-- RECORDS SUPPLIED --
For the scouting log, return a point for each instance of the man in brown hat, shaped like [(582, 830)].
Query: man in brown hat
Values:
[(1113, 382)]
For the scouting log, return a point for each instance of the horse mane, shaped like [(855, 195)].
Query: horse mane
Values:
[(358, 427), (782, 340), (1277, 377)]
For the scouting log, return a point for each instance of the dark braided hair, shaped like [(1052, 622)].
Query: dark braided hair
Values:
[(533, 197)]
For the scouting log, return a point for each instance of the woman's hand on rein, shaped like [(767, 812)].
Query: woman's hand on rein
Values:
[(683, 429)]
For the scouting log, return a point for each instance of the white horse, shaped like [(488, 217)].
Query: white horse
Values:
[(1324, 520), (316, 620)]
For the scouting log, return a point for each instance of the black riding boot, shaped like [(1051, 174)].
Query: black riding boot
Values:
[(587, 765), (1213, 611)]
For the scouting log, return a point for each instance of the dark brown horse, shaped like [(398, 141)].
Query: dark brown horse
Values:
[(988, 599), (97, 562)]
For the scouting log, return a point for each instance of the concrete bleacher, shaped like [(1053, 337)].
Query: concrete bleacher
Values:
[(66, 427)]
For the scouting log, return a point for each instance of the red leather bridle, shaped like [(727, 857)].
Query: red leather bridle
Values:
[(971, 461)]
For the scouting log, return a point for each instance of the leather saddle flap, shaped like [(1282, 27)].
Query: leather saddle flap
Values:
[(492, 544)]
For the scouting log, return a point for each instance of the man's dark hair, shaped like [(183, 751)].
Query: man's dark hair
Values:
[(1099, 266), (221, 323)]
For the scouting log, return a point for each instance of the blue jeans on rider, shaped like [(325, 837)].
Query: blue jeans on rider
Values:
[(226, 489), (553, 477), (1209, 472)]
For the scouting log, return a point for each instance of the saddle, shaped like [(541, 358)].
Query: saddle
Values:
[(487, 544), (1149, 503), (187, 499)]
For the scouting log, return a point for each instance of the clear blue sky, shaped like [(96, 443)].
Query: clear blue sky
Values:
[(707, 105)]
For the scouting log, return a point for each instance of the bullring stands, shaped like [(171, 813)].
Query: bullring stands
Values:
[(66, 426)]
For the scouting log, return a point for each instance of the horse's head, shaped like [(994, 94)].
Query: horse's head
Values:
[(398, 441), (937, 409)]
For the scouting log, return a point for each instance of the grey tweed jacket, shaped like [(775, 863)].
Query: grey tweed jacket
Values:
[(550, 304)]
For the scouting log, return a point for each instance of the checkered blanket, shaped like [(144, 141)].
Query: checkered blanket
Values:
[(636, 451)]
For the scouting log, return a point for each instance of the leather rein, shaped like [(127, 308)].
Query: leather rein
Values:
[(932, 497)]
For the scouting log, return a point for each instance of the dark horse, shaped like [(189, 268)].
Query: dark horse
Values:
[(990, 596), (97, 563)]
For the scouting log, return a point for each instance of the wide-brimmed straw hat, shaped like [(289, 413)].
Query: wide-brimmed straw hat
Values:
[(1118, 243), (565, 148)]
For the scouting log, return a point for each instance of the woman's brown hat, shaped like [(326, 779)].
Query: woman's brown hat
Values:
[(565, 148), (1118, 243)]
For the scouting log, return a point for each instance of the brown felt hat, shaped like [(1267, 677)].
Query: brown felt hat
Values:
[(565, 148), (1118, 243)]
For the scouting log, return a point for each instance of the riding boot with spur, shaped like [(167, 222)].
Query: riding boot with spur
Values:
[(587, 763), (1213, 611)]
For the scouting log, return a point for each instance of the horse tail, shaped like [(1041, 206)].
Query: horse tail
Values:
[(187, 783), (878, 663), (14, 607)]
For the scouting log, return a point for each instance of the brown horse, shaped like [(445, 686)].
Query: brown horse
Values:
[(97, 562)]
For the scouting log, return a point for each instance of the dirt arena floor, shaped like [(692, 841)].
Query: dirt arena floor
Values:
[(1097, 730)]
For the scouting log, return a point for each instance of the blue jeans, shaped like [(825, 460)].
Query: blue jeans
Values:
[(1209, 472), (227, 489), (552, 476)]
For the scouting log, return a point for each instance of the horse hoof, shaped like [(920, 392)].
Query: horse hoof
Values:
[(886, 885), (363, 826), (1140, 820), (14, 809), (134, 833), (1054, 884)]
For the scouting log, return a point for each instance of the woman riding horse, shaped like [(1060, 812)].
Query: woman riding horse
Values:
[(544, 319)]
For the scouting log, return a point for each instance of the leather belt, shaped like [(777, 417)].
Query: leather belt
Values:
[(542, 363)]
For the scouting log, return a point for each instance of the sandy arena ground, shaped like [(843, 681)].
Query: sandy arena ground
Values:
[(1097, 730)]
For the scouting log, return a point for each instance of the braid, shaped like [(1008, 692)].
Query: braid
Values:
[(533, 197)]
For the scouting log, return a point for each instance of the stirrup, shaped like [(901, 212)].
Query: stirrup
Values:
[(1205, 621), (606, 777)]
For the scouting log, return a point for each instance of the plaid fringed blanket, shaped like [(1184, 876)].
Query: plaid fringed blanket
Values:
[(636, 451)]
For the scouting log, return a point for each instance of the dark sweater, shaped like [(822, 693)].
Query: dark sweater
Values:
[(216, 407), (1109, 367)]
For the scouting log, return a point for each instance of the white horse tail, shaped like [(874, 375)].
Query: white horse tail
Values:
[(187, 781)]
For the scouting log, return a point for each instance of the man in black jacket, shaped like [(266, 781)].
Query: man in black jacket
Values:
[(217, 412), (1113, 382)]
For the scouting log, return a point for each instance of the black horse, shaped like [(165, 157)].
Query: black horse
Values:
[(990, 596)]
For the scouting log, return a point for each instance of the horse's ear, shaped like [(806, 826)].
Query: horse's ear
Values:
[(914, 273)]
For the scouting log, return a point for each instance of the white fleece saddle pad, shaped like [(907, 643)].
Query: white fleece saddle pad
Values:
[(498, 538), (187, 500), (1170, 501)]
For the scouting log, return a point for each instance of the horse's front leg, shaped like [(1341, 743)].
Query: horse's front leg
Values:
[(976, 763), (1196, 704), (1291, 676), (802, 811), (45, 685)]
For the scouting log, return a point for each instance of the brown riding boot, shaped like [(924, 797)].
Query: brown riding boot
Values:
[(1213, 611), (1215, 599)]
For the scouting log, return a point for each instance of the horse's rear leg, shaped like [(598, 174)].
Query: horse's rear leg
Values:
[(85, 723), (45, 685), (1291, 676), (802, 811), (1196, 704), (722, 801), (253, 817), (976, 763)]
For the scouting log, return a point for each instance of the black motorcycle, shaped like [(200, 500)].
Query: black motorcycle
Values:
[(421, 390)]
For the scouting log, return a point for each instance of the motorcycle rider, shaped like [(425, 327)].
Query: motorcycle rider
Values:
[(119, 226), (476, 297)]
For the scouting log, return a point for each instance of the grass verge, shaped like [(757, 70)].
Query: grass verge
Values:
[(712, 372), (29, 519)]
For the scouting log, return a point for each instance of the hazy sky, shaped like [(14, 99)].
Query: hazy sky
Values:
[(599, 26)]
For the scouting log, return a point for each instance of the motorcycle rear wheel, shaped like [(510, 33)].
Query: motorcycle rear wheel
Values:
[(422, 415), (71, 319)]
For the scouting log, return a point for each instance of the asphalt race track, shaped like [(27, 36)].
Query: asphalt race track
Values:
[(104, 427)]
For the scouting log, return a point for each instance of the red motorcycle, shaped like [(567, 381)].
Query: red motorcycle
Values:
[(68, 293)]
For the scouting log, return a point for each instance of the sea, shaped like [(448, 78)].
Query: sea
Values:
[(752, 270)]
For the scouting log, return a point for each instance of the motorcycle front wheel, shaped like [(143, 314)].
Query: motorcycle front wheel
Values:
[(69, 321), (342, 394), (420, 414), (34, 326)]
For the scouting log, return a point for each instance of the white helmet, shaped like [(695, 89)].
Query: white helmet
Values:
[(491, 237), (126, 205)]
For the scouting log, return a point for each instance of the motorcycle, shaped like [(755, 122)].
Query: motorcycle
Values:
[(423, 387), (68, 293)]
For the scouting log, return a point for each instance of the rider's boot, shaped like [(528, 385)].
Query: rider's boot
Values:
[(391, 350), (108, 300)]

-- PROBLEM STATEMENT --
Arrange everything from the start of the lines through the line containing "[(358, 427), (782, 340), (1277, 377)]" as a two-column CSV with the headers text and value, one row per set of points. Put the wording before each set of points under text and the points under value, wrapping every field in quotes and turning line breaks into spaces.

-- COMPLETE ANSWER --
text,value
"For the scouting log, return a point for each instance of the man in brown hat, shaped like [(582, 830)]. Query: man in brown hat Values:","[(1113, 382)]"
"For the scouting log, return a point for each instance of the horse mane, shaped like [(855, 195)]. Query: horse mane Values:","[(358, 427), (782, 340), (1277, 377)]"